Objective: Report only the number of lines in the rows below that contain the string "marking".

Extracted entries:

# # #

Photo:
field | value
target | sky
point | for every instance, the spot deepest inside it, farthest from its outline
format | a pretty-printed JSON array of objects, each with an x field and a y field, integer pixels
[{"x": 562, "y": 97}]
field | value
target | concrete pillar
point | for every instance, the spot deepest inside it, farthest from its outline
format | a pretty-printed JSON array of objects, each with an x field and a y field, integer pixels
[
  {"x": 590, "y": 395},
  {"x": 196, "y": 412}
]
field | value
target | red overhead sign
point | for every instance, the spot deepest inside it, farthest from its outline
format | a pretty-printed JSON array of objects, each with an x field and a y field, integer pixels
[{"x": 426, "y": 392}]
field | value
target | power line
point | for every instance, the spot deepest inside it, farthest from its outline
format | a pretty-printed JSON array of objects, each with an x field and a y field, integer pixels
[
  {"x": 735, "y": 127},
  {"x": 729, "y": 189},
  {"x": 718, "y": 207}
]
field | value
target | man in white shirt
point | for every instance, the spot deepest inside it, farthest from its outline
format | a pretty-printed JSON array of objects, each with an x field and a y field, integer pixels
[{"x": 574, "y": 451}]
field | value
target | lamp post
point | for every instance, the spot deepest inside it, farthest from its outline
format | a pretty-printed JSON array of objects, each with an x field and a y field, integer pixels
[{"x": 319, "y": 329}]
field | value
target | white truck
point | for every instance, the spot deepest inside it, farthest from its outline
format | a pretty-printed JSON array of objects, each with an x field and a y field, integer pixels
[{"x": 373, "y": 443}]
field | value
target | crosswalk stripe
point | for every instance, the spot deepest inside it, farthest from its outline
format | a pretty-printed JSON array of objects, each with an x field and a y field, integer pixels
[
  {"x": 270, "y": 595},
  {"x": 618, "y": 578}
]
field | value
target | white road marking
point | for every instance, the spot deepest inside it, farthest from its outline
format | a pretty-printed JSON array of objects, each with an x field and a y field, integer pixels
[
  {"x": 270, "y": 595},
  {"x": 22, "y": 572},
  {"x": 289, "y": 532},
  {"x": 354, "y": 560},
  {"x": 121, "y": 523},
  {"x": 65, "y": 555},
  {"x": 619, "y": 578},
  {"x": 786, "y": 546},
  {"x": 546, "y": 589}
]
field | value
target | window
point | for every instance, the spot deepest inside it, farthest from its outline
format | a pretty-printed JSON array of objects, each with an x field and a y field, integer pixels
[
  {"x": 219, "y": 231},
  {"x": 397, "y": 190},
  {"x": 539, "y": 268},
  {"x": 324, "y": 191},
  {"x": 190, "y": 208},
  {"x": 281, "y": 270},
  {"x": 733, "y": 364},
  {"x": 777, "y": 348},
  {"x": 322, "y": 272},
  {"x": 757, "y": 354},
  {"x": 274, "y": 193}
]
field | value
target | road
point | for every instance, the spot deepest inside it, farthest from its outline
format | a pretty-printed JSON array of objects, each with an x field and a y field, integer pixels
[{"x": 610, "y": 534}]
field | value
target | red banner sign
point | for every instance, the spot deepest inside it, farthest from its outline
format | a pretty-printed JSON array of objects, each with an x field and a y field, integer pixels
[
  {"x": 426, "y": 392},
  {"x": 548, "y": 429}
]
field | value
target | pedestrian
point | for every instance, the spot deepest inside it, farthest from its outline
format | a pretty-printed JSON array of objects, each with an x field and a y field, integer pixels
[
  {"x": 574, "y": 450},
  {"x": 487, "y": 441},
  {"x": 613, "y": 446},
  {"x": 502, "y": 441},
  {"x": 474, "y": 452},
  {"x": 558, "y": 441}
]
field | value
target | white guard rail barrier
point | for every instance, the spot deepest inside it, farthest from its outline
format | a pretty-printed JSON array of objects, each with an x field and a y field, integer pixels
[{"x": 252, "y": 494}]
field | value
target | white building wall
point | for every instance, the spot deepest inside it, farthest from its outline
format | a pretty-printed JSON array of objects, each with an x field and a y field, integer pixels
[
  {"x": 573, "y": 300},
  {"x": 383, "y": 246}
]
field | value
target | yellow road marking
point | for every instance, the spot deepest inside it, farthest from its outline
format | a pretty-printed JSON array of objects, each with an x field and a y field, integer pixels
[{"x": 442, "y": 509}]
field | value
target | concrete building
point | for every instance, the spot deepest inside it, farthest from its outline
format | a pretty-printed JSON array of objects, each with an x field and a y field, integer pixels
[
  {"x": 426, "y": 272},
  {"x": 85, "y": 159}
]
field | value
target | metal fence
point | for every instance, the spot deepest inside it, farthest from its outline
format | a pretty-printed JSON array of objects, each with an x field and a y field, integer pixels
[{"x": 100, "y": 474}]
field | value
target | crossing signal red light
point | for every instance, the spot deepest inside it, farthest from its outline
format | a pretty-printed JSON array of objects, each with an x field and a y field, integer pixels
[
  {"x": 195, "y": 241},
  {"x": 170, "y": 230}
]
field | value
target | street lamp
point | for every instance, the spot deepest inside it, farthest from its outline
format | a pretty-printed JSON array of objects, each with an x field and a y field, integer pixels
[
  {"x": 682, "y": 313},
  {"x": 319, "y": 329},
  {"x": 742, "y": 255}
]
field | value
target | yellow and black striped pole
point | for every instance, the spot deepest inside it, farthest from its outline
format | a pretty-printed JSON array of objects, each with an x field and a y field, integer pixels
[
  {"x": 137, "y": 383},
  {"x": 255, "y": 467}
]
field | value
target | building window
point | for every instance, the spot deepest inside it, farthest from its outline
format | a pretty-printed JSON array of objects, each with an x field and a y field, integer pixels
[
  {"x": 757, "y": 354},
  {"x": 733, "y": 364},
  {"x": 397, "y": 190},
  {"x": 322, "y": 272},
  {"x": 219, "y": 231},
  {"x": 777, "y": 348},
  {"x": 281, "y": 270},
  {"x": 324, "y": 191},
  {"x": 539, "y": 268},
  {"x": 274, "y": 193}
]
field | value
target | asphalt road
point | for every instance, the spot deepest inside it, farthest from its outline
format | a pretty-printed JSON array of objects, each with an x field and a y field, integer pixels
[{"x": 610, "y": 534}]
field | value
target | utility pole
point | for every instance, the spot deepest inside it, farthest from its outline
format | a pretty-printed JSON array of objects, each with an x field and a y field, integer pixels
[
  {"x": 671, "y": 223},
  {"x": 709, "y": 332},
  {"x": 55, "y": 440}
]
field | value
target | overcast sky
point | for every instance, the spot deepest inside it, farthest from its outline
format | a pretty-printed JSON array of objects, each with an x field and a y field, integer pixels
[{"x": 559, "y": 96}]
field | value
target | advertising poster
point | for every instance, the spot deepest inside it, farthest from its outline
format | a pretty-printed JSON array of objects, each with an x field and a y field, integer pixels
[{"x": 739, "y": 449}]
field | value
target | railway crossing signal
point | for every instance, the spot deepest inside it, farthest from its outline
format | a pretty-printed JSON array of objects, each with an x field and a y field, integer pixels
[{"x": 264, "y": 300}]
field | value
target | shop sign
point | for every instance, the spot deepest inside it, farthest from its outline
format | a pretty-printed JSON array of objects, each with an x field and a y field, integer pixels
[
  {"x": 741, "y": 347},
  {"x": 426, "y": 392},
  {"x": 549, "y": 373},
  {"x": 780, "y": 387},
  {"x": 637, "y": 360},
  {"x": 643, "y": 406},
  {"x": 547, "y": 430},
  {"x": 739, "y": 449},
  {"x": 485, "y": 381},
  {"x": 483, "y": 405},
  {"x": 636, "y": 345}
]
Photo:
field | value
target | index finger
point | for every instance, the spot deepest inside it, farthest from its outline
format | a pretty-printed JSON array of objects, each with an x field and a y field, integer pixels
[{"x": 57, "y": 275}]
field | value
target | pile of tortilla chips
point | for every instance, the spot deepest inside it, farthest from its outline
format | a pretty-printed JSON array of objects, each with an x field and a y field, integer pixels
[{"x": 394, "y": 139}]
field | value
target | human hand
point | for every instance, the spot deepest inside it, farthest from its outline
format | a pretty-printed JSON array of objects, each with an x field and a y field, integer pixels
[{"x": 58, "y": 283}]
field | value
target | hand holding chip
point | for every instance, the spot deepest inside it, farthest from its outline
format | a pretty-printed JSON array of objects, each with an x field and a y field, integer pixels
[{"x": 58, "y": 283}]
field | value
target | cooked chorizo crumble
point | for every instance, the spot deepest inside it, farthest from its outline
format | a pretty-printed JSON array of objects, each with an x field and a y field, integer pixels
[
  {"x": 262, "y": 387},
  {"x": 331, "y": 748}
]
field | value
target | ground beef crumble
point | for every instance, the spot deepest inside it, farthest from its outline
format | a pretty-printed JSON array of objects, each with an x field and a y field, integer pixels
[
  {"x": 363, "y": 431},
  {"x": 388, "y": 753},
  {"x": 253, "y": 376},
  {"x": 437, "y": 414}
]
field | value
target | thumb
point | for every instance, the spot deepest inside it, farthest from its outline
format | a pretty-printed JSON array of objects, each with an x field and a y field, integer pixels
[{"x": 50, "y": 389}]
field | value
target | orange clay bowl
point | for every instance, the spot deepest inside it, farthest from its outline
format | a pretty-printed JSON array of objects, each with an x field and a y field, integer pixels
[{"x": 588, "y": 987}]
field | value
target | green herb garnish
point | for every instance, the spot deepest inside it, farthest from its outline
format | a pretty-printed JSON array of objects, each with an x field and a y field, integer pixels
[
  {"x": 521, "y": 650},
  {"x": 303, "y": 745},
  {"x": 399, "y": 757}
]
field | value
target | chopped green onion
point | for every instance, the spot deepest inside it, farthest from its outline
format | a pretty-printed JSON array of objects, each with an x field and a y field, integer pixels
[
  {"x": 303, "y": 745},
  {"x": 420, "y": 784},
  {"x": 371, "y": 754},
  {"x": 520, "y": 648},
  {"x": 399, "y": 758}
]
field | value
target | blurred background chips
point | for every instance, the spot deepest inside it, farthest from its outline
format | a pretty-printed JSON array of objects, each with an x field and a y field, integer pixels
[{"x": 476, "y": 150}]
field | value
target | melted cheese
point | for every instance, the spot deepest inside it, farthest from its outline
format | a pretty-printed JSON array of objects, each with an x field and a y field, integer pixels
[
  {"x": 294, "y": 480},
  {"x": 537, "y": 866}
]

# # #

Complete response: 2